▶ **INSTRUCCIONES**
1/ Responde a partir del texto sobre la educación en España:
(a) ¿Qué problema se considera el más estructural y el más urgente de la nueva sociedad española?
(b) ¿Cuáles son los dos espacios tradicionales de la labor pedagógica?
(c) ¿Desde qué siglo existen los medios de masas?
2/ Escribe la continuación del texto sobre la educación en España a partir de su última oración.

▶ **TEXTO SELECCIONADO**
La nueva sociedad española tiene numerosos problemas, algunos de ellos de profunda gravedad. Una gravedad que creo que no se entiende ni se atiende por todos los gobernantes ni por la mayor parte de la ciudadanía. De esos problemas, quizás el más estructural, el que más ramificaciones tiene y el más urgente, es la educación, sobre todo la de nuestros niños y adolescentes.

A los dos espacios tradicionales donde se ha venido llevando a cabo la labor pedagógica, la familia y la escuela, hay que sumar ahora una tercera instancia, de tanta importancia o mayor: los medios de comunicación de masas. Esta no es una cuestión nueva —los medios de masas existen desde el siglo XIX— pero sí es nueva la multiplicidad de pantallas, la rapidez y ubicuidad en la transmisión de los contenidos, así como la universalización de los dispositivos.

Elementos almacenados de una colección:
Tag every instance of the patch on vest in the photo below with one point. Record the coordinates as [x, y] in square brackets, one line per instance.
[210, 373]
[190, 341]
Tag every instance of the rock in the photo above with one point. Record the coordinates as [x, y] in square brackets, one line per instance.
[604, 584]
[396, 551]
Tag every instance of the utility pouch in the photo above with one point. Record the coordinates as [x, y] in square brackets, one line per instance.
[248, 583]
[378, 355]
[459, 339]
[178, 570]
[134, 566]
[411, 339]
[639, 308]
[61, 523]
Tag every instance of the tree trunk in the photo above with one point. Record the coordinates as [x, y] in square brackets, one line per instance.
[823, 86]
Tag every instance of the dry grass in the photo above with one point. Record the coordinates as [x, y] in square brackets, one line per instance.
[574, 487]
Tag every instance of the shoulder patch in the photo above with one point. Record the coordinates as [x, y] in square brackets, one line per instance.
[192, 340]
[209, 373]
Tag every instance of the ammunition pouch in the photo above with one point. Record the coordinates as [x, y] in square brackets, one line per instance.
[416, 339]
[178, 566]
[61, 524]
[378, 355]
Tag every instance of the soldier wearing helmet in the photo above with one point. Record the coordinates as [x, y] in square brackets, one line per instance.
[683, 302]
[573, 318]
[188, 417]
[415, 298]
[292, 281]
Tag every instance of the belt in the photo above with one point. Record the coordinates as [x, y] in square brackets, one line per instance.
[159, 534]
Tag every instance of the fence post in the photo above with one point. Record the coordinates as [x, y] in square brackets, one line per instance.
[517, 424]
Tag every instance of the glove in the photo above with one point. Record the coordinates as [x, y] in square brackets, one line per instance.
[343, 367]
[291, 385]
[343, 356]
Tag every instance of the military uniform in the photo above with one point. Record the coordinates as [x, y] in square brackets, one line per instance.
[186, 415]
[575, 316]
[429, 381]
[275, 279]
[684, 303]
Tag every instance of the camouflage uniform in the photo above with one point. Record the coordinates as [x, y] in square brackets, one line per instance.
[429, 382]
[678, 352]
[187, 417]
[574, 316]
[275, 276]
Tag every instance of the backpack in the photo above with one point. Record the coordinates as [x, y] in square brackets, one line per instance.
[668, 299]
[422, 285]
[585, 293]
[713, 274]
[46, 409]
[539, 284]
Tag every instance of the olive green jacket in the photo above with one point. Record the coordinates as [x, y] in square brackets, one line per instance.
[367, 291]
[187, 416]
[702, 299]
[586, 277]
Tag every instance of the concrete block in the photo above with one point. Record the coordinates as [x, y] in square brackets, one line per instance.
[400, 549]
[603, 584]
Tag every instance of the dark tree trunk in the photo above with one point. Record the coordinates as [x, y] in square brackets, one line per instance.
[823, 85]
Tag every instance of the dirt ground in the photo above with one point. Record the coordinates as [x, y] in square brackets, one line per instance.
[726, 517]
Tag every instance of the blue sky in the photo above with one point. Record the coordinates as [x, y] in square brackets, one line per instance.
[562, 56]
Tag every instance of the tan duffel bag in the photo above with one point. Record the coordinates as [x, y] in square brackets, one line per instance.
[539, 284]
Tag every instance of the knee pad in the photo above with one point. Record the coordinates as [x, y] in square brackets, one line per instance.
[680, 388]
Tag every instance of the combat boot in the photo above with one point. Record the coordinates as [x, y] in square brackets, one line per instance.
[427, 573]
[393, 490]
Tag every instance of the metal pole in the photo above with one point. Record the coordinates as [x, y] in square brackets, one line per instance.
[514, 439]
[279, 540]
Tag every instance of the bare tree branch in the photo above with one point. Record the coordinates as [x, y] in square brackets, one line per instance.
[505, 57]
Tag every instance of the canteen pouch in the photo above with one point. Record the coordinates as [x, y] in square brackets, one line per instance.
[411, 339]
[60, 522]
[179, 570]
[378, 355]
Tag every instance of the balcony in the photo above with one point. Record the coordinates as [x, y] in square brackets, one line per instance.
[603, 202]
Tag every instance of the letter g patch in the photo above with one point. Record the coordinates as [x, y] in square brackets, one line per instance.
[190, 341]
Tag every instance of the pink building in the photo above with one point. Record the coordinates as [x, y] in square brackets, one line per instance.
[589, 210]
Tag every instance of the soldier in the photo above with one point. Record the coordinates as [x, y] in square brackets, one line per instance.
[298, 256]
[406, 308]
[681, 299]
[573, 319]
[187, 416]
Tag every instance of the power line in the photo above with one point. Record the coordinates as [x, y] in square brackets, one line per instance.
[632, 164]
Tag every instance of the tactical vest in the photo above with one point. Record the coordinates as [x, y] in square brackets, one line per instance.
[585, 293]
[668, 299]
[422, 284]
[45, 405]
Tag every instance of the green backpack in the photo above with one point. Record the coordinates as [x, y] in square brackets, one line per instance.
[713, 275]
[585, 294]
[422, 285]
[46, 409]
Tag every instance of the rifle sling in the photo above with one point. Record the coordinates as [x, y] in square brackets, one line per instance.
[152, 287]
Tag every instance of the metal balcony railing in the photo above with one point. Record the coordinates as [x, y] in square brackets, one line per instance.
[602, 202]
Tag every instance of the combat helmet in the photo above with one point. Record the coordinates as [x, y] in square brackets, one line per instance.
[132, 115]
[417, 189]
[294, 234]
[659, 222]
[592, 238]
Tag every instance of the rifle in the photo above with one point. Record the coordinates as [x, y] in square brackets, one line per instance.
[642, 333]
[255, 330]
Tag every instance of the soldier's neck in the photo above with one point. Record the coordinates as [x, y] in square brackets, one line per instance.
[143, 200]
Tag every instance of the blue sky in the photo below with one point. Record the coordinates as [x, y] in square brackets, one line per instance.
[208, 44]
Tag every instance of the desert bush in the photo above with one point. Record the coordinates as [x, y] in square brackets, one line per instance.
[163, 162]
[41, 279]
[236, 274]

▶ **RESPUESTAS POR TAREA**
1/
(a) La educación, sobre todo la de los niños y adolescentes.
(b) La familia y la escuela.
(c) Desde el siglo XIX.

2/
Por otro lado, no debemos olvidar que en España hubo elevadísimos porcentajes de analfabetismo hasta bien entrado el siglo XX, de hecho en 1980 todavía era un 12% y en la actualidad, aunque parezca increíble, 700.000 españoles no saben leer ni escribir. En cuanto a la tasa de alfabetización relacionada con los medios de comunicación de masas, a día de hoy sigue sin haber estudios fidedignos —lo cual es muy significativo en sí mismo—, pero baste decir que un estudio de la OCDE datado en 2016 afirmaba que el 93% de los europeos adultos no eran capaces de utilizar un ordenador con soltura.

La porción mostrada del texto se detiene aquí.